TRY IT: The line containing "Target: dirt trail" marks the start; repeat it and every following line exactly through the end of the entries.

DATA SECTION:
== Segment start ==

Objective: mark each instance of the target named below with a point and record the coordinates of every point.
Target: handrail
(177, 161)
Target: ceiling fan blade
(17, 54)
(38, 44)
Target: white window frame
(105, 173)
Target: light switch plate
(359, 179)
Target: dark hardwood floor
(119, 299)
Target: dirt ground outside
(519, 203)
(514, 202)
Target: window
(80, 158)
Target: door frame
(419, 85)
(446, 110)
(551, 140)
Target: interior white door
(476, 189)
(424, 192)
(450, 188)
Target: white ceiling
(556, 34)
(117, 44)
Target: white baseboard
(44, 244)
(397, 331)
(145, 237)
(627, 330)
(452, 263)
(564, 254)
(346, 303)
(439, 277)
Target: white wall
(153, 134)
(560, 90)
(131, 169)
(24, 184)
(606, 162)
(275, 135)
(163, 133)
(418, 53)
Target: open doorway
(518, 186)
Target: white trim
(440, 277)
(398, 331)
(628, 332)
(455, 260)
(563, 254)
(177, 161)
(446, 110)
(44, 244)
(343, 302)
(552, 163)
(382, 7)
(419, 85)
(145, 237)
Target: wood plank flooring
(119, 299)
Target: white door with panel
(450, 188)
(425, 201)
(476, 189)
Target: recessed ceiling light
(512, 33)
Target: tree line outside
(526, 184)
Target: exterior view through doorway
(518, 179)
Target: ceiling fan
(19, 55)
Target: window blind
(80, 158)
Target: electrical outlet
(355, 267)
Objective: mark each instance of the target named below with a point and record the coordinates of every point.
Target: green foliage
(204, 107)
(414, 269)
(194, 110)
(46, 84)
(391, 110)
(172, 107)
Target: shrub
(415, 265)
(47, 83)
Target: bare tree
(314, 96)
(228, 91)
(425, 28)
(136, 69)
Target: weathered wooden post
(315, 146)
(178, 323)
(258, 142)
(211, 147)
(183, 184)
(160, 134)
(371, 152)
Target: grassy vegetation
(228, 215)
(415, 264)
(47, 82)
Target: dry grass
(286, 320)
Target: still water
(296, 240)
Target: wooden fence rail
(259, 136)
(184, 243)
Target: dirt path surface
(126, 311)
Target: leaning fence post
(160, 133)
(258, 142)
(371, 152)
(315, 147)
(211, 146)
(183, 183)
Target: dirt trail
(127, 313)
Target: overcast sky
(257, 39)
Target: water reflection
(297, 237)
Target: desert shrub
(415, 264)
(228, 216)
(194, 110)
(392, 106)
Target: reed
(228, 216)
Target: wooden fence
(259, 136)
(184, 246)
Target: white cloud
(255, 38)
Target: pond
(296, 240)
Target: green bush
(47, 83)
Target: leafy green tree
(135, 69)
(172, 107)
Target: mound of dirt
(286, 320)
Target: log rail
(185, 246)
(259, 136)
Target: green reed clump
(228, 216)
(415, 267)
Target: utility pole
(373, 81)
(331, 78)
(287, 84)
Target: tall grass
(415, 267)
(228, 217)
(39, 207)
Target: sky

== Segment end ==

RESULT:
Target: dirt trail
(127, 313)
Target: overcast sky
(257, 39)
Target: water reflection
(297, 237)
Target: desert shrub
(415, 264)
(228, 216)
(194, 110)
(392, 106)
Target: reed
(228, 216)
Target: wooden fence
(259, 136)
(184, 246)
Target: white cloud
(255, 38)
Target: pond
(296, 240)
Target: green bush
(47, 83)
Target: leafy green tree
(135, 69)
(172, 107)
Target: mound of dirt
(286, 320)
Target: log rail
(185, 246)
(259, 136)
Target: green reed clump
(228, 216)
(415, 267)
Target: utility pole
(373, 81)
(331, 78)
(287, 84)
Target: tall grass
(415, 267)
(228, 217)
(39, 207)
Target: sky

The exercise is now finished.